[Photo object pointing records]
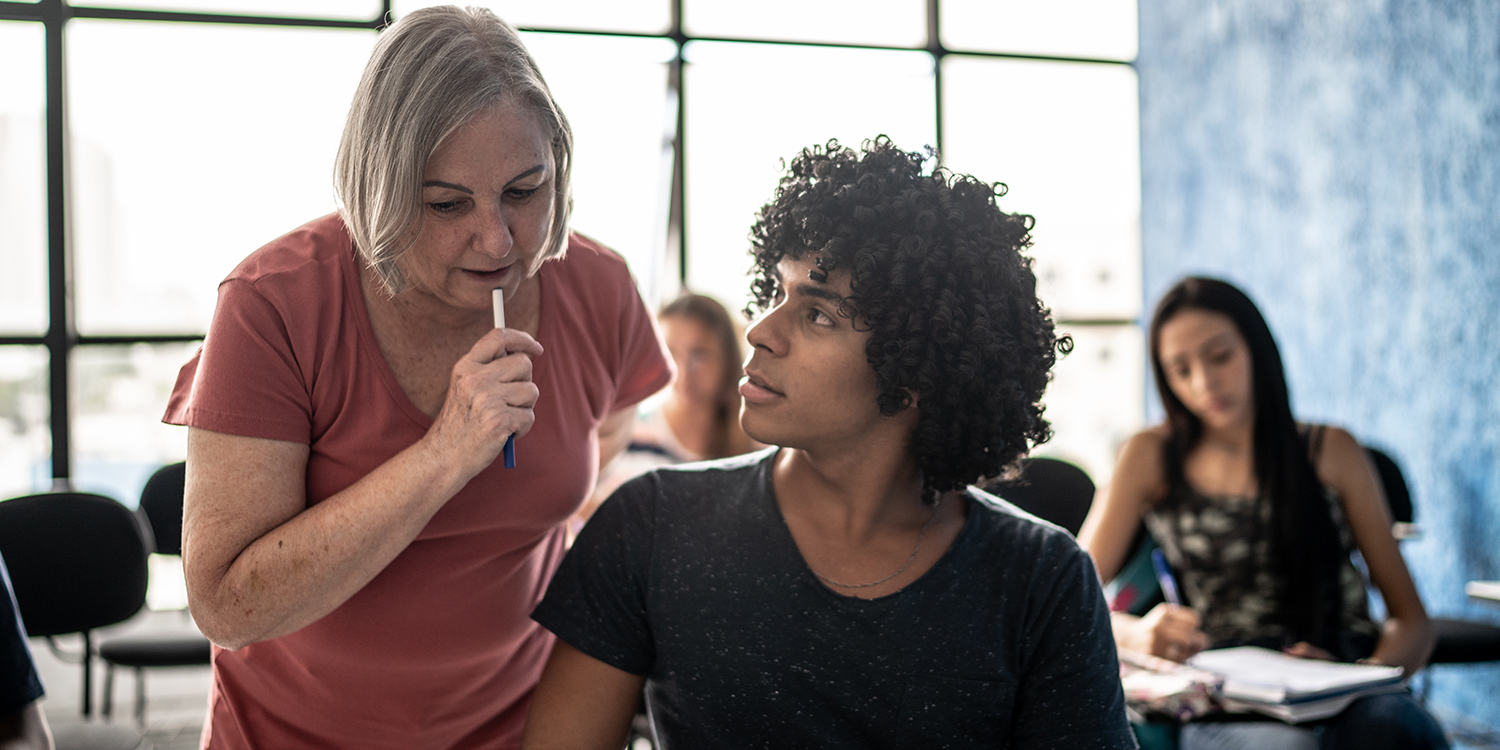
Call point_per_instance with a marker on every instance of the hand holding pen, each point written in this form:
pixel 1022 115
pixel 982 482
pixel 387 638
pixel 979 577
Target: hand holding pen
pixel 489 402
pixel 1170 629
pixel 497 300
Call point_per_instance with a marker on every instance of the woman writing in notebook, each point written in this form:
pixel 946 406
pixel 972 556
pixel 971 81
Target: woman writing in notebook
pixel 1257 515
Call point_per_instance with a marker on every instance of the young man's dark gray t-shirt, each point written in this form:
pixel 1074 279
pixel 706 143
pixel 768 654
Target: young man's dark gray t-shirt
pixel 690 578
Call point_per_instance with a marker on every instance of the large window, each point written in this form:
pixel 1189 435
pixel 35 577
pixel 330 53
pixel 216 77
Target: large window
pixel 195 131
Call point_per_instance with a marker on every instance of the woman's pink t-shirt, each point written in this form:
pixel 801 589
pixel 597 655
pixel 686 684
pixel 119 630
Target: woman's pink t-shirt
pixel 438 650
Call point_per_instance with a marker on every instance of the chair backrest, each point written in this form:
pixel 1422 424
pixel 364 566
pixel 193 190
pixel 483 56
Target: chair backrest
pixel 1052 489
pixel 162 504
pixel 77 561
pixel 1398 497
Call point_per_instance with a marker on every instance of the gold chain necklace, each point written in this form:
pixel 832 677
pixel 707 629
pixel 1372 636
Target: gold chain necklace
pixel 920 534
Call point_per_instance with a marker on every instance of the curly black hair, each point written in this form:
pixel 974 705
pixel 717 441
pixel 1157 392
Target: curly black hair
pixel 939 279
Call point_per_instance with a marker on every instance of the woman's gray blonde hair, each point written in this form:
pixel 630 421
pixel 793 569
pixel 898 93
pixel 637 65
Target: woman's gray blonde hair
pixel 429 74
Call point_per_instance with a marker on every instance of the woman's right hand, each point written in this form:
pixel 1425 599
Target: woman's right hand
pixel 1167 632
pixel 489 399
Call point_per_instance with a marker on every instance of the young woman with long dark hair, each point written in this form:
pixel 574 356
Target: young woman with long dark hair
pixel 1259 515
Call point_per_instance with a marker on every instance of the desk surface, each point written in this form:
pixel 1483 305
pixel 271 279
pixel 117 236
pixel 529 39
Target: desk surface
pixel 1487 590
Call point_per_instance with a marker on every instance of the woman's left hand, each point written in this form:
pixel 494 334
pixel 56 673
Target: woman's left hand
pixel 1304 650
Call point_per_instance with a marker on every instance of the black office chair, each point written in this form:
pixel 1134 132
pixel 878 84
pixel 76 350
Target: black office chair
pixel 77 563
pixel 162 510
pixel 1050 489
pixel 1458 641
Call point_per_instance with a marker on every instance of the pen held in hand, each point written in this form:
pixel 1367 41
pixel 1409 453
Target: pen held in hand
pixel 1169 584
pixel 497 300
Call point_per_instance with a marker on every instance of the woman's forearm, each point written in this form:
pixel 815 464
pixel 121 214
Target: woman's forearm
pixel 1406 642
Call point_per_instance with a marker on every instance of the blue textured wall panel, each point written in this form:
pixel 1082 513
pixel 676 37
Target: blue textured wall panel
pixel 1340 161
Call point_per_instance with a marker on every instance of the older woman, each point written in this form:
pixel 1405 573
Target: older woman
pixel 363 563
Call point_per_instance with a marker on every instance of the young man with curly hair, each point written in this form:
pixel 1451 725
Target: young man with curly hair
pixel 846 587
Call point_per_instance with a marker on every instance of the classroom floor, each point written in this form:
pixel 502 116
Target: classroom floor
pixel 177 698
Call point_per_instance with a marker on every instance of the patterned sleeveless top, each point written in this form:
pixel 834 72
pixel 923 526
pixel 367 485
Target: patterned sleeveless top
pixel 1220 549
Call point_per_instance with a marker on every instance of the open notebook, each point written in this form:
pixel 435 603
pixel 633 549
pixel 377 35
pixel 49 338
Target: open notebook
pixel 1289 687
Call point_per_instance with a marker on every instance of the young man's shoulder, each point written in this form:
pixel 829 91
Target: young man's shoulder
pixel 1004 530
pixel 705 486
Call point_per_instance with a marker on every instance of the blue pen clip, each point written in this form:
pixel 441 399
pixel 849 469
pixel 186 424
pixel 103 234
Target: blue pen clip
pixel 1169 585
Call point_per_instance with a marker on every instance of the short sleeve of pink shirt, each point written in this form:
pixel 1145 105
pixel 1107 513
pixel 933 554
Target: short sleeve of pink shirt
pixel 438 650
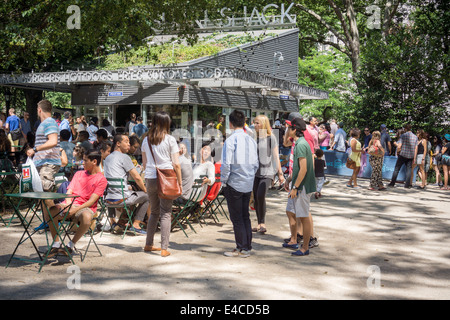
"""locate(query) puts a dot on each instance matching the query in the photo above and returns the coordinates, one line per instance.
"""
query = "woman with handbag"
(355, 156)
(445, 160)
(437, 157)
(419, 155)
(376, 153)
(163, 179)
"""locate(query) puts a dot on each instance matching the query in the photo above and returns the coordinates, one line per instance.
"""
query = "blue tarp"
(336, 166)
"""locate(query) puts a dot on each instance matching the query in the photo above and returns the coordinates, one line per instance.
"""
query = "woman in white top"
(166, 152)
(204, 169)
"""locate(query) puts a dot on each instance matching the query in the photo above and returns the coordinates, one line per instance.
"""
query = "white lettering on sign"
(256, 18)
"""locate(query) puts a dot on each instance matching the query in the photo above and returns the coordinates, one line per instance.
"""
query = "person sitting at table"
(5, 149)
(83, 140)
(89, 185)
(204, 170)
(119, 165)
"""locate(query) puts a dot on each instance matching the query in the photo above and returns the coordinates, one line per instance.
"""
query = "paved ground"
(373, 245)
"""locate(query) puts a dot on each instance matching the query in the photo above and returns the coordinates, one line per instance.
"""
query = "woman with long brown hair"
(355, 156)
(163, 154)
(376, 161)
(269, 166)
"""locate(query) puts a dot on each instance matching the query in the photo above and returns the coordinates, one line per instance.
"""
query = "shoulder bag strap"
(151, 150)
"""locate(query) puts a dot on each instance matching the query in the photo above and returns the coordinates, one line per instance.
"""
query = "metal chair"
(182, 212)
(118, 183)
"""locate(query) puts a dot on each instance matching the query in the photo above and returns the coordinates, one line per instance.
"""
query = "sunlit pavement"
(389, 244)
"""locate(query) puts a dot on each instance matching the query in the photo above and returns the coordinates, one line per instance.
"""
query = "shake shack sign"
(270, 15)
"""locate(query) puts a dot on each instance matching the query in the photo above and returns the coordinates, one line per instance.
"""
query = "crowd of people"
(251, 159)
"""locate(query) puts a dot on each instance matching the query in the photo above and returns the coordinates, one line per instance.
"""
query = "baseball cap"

_INSTRUCTIONS TO FOLLOW_
Can you rewrite the lines starting at the one containing "the pen held" and ending at the one containing "pixel 1406 642", with "forearm" replaced by "upper arm" and everything else left unchanged?

_EXPECTED ANSWER_
Call point_per_instance with a marker on every instance of the pen held in hand, each point written in this form:
pixel 1367 41
pixel 1409 453
Target: pen held in hand
pixel 1169 584
pixel 497 300
Call point_per_instance with a marker on every instance of the woman's upper arm, each point written in this form:
pixel 815 464
pixel 121 214
Target: woman's upper arm
pixel 1406 642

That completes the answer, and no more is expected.